- **Extrait cité**:
Pour un plus ample exposé, il convient de se référer à la décision déférée et aux conclusions visées supra.

MOTIFS

1) Sur les fautes de gestion reprochées à l’intimé

Aux termes de l’article L.225-251, alinéa 1, du code de commerce, les administrateurs et le directeur général sont responsables envers la société des fautes commises dans leur gestion. Cette faute réside dans des agissements contraires à l’intérêt de la société ou dans le manquement au devoir de loyauté du dirigeant à l’égard de la société.

Sur l’absence de prolongation des homologations

Monsieur [L] justifie avoir fait diligence, dès la prise de ses fonctions de directeur général, pour prolonger l’homologation du site de production des véhicules jusqu’au 18 juillet 2018, en faisant procéder à un audit de conformité qui aurait du être fait annuellement et dont le dernier remontait à 2015.

Monsieur [L] a également porté à la connaissance des administrateurs le 21 décembre 2017 de sa découverte que les voitures ne seraient plus homologuées depuis le 2 novembre 2017 à cause des phares dont elles étaient équipées.

Au cours d’une réunion du 18 janvier 2018, le centre national de réception des véhicules a informé l’entreprise que la climatisation des véhicules produits arrivait en fin d’homologation par rapport au type de gaz et que l’homologation en cours sur les moteurs BMW Euro6b arrivait également à expiration, qu’un nouveau type de test pour le calcul des émissions de gaz (WLTP qui remplace le NEDC) devrait être obligatoirement réalisé pour toutes les homologations avant le 31 août 2018. Il a été indiqué que le centre national de réception des véhicules laisserait courir l’homologation actuelle en l’état jusqu’au 31 août 2018 afin que l’entreprise puisse écouler le stock mais qu’une orientation de vente dans des pays non européens qui accepteraient l’homologation en l’état pourrait être un axe de distribution.

L’entreprise a finalement obtenu le 31 juillet 2020 une homologation par type de petite série nationale lui permettant de vendre ses véhicules en France.

- **Données fournies**:

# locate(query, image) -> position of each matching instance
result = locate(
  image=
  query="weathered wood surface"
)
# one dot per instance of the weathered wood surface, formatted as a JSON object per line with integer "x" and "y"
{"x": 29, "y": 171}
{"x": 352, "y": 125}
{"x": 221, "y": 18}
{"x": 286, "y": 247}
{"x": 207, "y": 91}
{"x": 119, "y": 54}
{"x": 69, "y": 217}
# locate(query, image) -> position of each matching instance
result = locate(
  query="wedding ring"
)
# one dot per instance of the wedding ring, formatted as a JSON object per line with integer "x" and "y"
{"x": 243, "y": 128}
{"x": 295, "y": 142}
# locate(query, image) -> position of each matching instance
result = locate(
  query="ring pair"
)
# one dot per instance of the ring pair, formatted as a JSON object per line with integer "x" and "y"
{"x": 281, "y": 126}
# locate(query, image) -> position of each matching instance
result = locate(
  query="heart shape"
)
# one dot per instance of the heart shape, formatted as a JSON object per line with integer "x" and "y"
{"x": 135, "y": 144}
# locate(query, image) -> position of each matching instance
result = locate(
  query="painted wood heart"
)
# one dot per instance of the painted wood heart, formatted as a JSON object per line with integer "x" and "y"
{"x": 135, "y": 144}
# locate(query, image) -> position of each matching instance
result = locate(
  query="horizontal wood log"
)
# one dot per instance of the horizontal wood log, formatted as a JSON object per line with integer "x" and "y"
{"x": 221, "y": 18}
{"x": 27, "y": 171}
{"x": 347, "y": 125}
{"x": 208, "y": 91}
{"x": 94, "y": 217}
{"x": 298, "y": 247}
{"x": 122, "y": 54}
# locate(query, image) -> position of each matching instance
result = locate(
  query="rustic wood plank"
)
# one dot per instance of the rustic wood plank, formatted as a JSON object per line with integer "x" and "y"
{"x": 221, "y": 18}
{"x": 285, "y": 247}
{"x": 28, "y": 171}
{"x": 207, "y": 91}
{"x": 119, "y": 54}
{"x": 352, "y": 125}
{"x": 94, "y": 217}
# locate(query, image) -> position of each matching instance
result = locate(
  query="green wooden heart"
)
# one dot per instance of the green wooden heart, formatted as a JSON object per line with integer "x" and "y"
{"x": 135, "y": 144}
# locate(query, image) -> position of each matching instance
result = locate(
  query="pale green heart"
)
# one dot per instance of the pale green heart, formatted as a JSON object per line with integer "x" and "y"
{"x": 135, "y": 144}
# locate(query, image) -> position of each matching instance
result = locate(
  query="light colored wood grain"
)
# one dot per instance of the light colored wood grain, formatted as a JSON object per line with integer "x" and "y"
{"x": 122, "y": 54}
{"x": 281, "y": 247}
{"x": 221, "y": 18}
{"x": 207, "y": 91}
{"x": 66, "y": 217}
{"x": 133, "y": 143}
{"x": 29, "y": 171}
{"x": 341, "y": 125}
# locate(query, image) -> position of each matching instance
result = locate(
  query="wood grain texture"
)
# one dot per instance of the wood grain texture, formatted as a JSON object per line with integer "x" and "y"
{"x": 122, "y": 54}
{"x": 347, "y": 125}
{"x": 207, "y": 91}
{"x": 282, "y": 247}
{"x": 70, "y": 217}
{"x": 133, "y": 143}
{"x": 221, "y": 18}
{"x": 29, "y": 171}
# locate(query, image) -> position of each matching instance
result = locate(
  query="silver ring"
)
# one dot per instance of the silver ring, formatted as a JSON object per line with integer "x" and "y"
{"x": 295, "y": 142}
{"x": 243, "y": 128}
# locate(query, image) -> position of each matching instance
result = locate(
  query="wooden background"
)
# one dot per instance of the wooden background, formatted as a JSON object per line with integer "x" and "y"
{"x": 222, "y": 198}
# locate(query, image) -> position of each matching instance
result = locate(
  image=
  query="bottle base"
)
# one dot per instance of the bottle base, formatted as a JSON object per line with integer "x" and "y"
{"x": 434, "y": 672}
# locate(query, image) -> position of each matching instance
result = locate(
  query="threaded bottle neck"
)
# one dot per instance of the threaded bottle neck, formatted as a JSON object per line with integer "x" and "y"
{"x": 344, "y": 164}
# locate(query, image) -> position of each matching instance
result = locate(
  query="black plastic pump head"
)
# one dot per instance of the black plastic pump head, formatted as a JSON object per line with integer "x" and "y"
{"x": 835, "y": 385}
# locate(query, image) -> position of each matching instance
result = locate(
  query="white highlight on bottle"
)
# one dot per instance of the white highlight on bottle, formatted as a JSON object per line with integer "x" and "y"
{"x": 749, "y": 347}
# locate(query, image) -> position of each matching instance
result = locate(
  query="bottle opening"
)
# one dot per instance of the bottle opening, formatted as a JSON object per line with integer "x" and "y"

- **Consignes**:
a: D'après l'extrait, les affirmations suivantes sont-elles exactes ? (i) Le dernier audit de conformité remontait à 2015. (ii) Monsieur [L] a informé les administrateurs le 18 janvier 2018 que les voitures n'étaient plus homologuées à cause de leurs phares. (iii) Le test WLTP remplace le NEDC. Répondez par oui ou non pour chacune, en citant les mots décisifs de l'extrait.
b: Relevez toutes les dates complètes (jour, mois et année) mentionnées dans l'extrait. Donnez-les dans leur ordre d'apparition, sans répétition.
c: Résumez l'extrait en deux phrases.
Appuyez-vous uniquement sur l'extrait pour répondre.

- **Réponses par consigne**:
a:
(i) Oui : « dont le dernier remontait à 2015 ».
(ii) Non : « a également porté à la connaissance des administrateurs le 21 décembre 2017 ».
(iii) Oui : « WLTP qui remplace le NEDC ».

b: 18 juillet 2018 ; 21 décembre 2017 ; 2 novembre 2017 ; 18 janvier 2018 ; 31 août 2018 ; 31 juillet 2020.

c: Selon l'article L.225-251 du code de commerce, les administrateurs et le directeur général sont responsables envers la société de leurs fautes de gestion, c'est-à-dire d'agissements contraires à son intérêt ou d'un manquement au devoir de loyauté. L'extrait relate ensuite les démarches de Monsieur [L] pour prolonger l'homologation des véhicules, puis les échéances fixées au 31 août 2018 par le centre national de réception des véhicules, et enfin l'obtention, le 31 juillet 2020, d'une homologation par type de petite série nationale.